What the task asks
Every line below is to be copied exactly, with the pictures left out.

Part of a data file
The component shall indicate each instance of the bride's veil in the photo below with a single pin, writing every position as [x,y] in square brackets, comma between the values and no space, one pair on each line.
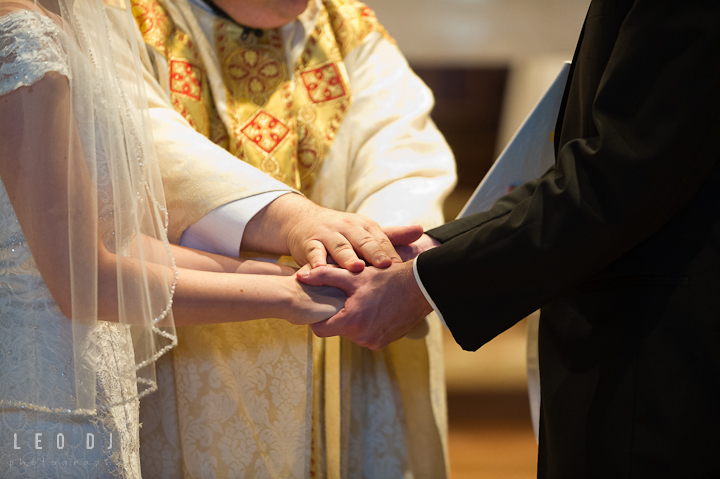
[114,199]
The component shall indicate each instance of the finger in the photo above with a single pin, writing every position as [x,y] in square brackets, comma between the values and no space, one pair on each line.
[343,253]
[329,276]
[385,244]
[315,254]
[403,235]
[369,247]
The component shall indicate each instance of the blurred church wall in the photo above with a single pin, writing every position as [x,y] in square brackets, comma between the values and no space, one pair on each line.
[488,62]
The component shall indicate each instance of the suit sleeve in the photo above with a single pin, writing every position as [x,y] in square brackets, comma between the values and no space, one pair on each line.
[656,112]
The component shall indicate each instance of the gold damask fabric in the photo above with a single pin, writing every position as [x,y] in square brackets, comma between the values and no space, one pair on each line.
[358,409]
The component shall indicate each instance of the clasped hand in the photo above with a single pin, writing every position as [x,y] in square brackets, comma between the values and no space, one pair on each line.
[382,305]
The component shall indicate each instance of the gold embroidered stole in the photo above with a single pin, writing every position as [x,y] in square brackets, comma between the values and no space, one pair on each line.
[281,125]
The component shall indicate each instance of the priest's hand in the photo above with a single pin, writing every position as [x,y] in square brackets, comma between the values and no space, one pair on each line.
[295,225]
[382,305]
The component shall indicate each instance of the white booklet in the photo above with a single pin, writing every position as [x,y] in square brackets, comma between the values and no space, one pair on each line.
[529,153]
[527,156]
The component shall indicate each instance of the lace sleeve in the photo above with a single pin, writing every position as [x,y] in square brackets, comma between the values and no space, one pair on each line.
[29,48]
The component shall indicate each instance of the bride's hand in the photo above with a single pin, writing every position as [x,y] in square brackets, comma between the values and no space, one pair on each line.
[249,266]
[315,303]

Response for this exercise
The component shall indicate each instance of the bride's veil in the photo below with a single pin, writing every position as [x,y] in square brackets, comma between the values and no space, one pair on each line.
[114,199]
The component shall indicate each instance of the finger in the photo above with a single pin, writing every position as [x,y] in square brackets, comma between the values and no space, one pair on each line.
[343,253]
[329,276]
[385,244]
[315,254]
[403,235]
[369,247]
The component shall indicate each instance of the blurred church wall in the photo above with a single pin, writing every position as [x,y] in square brackets, comma between the values and no space, one pair on each line.
[488,62]
The component shall indicate each instance of the suit sleeve in the photo above with a single pin, writing every position as [x,y] in square brackets, comma between the values and no space, one pair on each line.
[656,112]
The component shall indicate each instance of the gold damask fabric in the photo above with a single pin, writing every position as [x,y] in square brackets, comma between the values and no space, one pair on each line.
[358,409]
The component shall indicate each instance of the clasped hand in the photo above with a single pin, writing every position as [x,y] in square brackets, comma between the values and no space, one pair on each line.
[382,305]
The component shall indicate each instance of the gold embroidered stole in the photo above with a single pin, writing every position as [x,y] in square brackets, comma between the values and no space, one pair on each line.
[281,125]
The component shall indicate each instance of the priest's hand in the photo above with a single pin, writing every position as [x,y] in square brackets, comma between the values and no space, one pair on each line.
[295,225]
[382,305]
The component shall indicate each instance of the white booklet in the photo above with a single pin, writing every position as [x,y] in square brackets, comma between the values and no space, one pair on each line.
[529,153]
[527,156]
The component shall indicate each instance of the lace sleeve in the photo above with a single pin, writing every position as [x,y] in square brackets, comma between the values and no space, one pair on each line.
[29,48]
The component shall indicate each instance of the bride's hand in the photo above with a single pin, writing every position as [x,y] in square brackets, comma between the values and no space, one pair on each line.
[249,266]
[315,303]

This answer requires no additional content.